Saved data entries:
■ ■ ■ ■ ■

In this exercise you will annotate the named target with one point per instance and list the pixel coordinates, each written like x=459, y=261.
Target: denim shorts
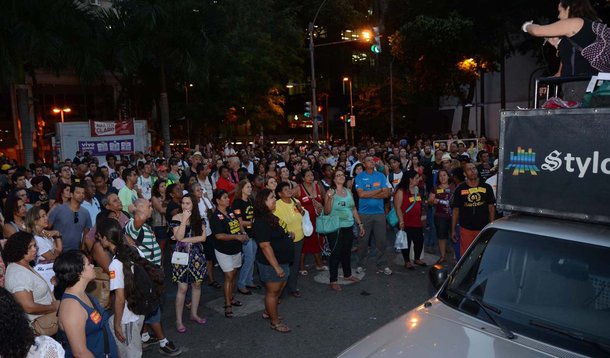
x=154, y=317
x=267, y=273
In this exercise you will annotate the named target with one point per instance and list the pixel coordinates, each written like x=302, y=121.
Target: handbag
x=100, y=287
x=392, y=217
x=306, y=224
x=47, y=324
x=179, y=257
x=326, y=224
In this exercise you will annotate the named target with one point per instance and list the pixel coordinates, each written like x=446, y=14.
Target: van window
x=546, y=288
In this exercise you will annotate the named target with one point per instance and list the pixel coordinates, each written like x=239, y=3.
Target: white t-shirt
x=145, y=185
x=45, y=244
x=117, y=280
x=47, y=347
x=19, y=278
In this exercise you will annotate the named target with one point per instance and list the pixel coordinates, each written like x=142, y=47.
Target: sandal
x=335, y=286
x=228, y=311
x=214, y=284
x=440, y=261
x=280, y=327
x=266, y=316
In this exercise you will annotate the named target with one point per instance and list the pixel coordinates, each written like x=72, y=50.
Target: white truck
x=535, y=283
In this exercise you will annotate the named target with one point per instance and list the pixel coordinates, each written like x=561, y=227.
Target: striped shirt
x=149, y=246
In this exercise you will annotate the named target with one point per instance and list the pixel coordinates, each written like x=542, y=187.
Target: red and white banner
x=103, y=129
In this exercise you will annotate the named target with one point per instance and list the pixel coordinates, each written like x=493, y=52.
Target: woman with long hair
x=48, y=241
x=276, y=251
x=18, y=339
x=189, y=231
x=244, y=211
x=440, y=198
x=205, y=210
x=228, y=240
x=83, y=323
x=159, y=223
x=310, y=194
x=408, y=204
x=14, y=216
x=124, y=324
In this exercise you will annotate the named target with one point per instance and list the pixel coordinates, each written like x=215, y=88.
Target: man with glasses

■ ■ ■ ■ ■

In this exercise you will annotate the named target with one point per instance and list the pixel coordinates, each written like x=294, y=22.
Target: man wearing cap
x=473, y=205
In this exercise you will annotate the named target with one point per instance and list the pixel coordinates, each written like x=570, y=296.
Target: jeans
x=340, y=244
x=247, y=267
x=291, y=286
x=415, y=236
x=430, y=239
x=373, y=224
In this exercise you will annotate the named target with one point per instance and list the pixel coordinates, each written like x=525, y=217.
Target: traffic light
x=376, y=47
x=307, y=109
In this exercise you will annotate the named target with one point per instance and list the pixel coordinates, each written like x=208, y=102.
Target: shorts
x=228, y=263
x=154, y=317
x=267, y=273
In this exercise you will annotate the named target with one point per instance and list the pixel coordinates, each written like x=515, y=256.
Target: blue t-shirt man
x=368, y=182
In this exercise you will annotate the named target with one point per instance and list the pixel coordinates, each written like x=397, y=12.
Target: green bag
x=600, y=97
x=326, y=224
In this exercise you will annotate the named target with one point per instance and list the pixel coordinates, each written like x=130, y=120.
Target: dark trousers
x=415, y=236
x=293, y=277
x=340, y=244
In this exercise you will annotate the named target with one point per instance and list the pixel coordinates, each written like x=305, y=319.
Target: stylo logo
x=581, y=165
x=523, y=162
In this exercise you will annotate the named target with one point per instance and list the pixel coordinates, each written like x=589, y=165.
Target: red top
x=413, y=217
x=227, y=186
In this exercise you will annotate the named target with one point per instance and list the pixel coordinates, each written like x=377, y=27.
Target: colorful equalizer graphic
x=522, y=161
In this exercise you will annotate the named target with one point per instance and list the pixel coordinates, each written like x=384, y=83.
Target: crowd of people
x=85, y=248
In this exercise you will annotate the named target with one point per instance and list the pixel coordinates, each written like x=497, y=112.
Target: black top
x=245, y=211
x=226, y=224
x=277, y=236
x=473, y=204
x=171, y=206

■ ■ ■ ■ ■

◆ Problem description
Repeat the listing word for word, from the line with "like x=561, y=227." to the line with "Target: man with glasses", including both of those lines.

◆ Solution to this exercise
In this exercise you will annotate the named target with one point per instance and list the pixel coordinates, each written like x=561, y=227.
Target: striped shirt
x=149, y=246
In this exercise you will annotate the named target with one point per instance and list the pixel coordinates, each written like x=542, y=187.
Target: red and white banner
x=103, y=129
In this exercise you will annotate the named target with one point per instance and list the pixel coordinates, each written like x=493, y=52.
Target: woman with long hair
x=48, y=241
x=276, y=251
x=18, y=339
x=189, y=231
x=244, y=211
x=440, y=198
x=205, y=210
x=228, y=240
x=83, y=323
x=159, y=223
x=310, y=194
x=408, y=204
x=14, y=216
x=124, y=324
In this exercise you will annotate the named target with one point per instance and list the pixel coordinates, each written like x=215, y=88.
Target: man with glasses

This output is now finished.